BEGIN Extract provided
Adult male American Redstarts are nearly unmistakable. Baltimore Orioles are much larger, more slender, with a longer, more pointed bill. They are mostly bright orange, whereas male redstarts are mostly black. Dull Magnolia Warblers can be surprisingly similar to female and immature male American Redstarts (their head patterns can be nearly identical), but have yellow throat and upper belly, with vague darker streaking on the sides. The tail pattern from underneath is identical, except that in Magnolia Warblers the base is white, rather than yellow. Magnolia Warblers are also not nearly as frenetic in foraging as are American Redstarts. Virginia’s Warblers have obvious white eyerings and yellow undertail coverts and are not the aerialists that American Redstarts are.

Backyard Tips

In late summer, redstarts visit plants with small berries and fruits, such as barberry, serviceberry, and magnolia. Planting these in your yard may help attract them.

Find This Bird

In deciduous woodlands, American Redstarts are fairly conspicuous compared to other small birds of the leafy canopy and subcanopy. They are seemingly hyperactive, repeatedly dashing through trees and bushes after unseen insects, or prancing along branches, rapidly spreading and closing its black-and-yellow or black-and-orange tail. Males sing their sweet, explosive songs frequently during spring and early summer. American Redstarts are common spring and fall migrants in the East. It is a later spring migrant (arriving in May in much of the U.S. and Canada) and a mid-season fall migrant (September-early October).
END Extract provided
Write down the American Redstart text word for word, from "In late summer, redstarts" to "migrant (September-early October).".
BEGIN The data
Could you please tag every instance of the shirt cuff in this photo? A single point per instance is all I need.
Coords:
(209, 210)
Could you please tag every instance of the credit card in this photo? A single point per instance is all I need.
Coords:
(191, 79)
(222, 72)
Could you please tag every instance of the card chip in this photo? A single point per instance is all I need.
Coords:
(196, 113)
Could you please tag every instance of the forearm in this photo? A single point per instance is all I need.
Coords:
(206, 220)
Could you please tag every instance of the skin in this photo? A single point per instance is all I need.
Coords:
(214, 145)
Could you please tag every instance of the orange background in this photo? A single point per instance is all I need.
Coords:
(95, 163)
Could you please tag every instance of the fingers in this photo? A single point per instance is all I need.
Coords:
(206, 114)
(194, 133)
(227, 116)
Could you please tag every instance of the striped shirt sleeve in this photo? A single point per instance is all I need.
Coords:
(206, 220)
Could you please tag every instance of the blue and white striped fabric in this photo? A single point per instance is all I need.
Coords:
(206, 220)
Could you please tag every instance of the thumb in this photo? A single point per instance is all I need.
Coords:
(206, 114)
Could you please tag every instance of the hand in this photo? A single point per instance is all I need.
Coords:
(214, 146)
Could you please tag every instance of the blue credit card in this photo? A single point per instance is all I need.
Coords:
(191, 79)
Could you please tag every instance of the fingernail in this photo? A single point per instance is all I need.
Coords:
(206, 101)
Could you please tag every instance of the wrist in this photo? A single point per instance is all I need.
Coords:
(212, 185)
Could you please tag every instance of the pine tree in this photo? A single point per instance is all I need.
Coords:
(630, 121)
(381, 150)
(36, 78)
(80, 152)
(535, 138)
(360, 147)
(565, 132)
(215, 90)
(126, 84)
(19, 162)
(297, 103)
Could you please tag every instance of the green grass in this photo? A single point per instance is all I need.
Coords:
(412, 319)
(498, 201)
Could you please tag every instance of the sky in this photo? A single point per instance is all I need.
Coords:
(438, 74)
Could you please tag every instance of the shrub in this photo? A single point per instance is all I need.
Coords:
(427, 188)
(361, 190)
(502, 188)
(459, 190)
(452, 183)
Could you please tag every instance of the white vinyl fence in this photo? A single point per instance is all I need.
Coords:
END The data
Exercise solution
In late summer, redstarts visit plants with small berries and fruits, such as barberry, serviceberry, and magnolia. Planting these in your yard may help attract them.

Find This Bird

In deciduous woodlands, American Redstarts are fairly conspicuous compared to other small birds of the leafy canopy and subcanopy. They are seemingly hyperactive, repeatedly dashing through trees and bushes after unseen insects, or prancing along branches, rapidly spreading and closing its black-and-yellow or black-and-orange tail. Males sing their sweet, explosive songs frequently during spring and early summer. American Redstarts are common spring and fall migrants in the East. It is a later spring migrant (arriving in May in much of the U.S. and Canada) and a mid-season fall migrant (September-early October).